── MATERIAL FORNECIDO ──

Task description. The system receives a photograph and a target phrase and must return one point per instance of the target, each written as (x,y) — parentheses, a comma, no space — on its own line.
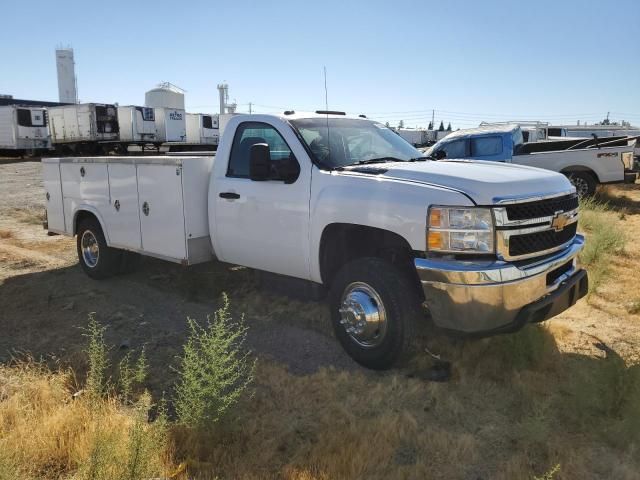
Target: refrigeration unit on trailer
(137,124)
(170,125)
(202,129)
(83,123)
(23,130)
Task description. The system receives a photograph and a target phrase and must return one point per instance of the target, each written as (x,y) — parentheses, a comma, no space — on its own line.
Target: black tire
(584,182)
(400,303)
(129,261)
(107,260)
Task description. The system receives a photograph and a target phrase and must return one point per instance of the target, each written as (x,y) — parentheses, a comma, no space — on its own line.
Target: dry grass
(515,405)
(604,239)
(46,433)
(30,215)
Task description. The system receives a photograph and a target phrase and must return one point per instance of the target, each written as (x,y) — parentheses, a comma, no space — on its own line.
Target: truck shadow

───
── MATERIAL FORNECIDO ──

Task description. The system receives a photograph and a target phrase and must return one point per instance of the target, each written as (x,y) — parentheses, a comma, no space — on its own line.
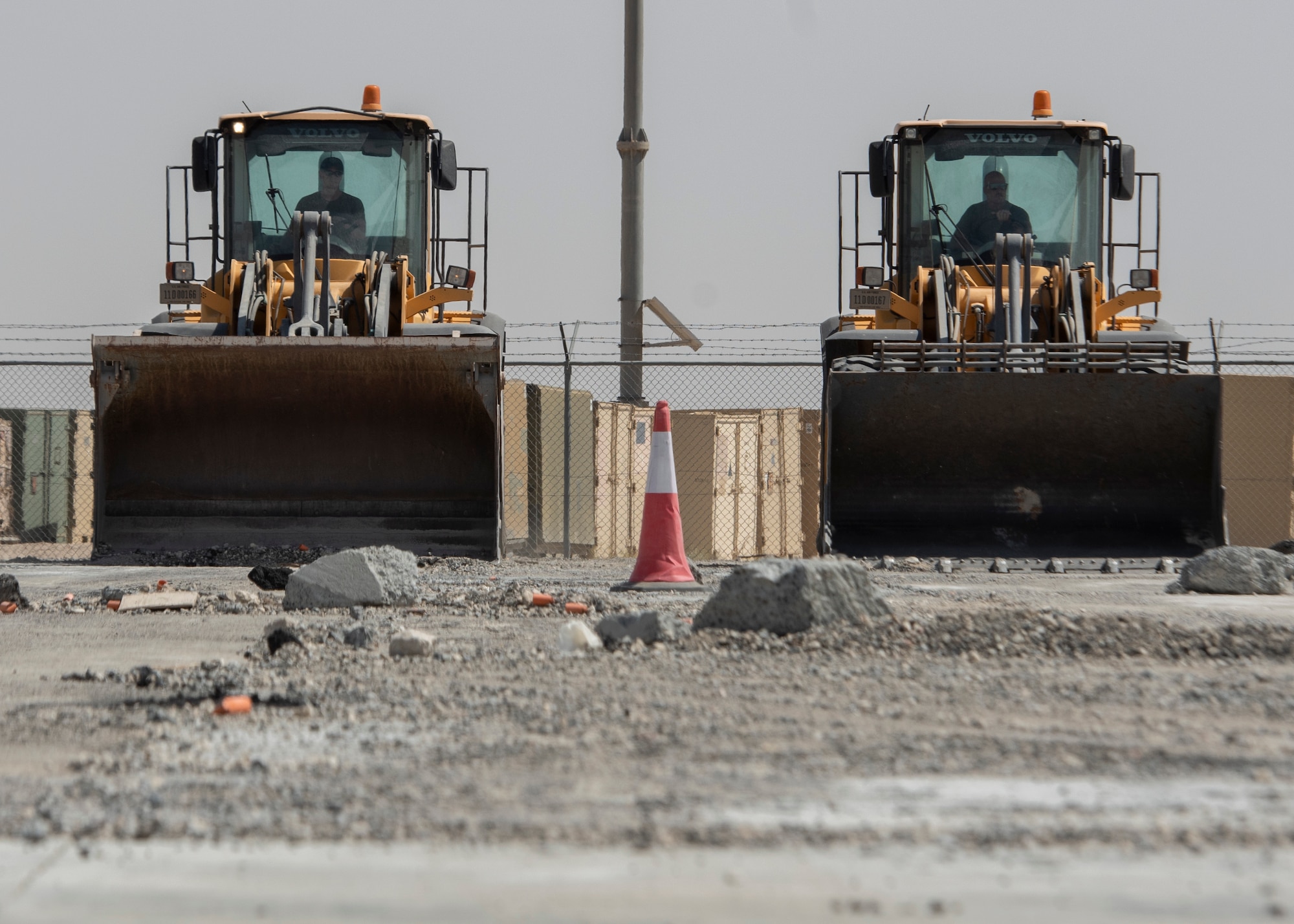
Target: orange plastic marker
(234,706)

───
── MATERIAL FORNECIDO ──

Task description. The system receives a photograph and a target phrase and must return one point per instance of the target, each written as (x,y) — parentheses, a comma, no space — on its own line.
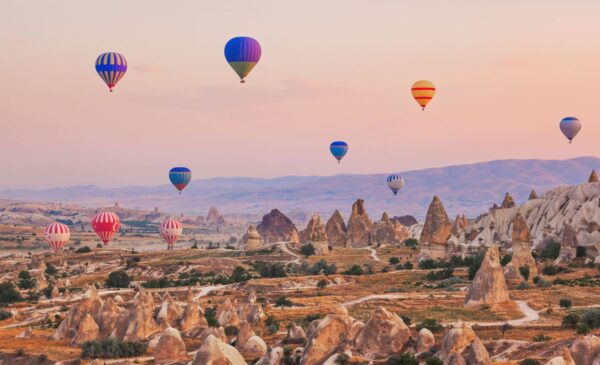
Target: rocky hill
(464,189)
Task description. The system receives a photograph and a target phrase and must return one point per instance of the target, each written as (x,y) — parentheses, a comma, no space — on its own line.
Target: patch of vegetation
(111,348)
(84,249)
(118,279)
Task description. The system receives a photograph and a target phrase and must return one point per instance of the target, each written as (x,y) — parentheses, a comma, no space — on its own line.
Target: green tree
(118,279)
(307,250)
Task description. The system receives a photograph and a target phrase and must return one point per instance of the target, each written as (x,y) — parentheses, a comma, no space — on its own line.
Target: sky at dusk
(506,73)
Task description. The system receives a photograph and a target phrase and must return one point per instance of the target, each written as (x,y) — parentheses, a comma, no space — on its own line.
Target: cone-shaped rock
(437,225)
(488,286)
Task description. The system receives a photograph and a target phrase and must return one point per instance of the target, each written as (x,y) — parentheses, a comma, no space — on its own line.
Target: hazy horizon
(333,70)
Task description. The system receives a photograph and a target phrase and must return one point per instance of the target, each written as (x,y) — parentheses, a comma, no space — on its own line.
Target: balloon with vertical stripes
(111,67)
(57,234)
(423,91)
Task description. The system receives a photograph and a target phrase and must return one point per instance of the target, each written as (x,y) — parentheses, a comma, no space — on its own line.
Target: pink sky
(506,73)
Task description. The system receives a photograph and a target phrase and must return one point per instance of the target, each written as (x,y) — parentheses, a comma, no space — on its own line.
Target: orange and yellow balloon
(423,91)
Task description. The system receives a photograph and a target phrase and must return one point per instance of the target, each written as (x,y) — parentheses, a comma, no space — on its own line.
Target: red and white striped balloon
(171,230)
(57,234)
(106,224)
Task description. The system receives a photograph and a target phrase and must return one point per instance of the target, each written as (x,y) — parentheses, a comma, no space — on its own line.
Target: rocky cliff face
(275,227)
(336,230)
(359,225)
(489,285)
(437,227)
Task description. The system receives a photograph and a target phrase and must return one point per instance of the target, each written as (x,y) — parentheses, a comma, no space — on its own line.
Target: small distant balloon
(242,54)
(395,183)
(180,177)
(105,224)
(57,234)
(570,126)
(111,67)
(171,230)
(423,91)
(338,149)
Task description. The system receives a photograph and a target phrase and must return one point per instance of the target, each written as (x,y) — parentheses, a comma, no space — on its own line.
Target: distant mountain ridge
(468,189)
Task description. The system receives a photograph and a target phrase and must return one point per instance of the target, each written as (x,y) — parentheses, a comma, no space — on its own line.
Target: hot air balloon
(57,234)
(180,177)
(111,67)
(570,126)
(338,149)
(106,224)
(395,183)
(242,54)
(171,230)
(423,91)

───

* ENUNCIADO
Liste todas as linhas do material em que aparece a palavra "rocky".

* RESOLUÇÃO
Target: rocky hill
Target: rocky cliff face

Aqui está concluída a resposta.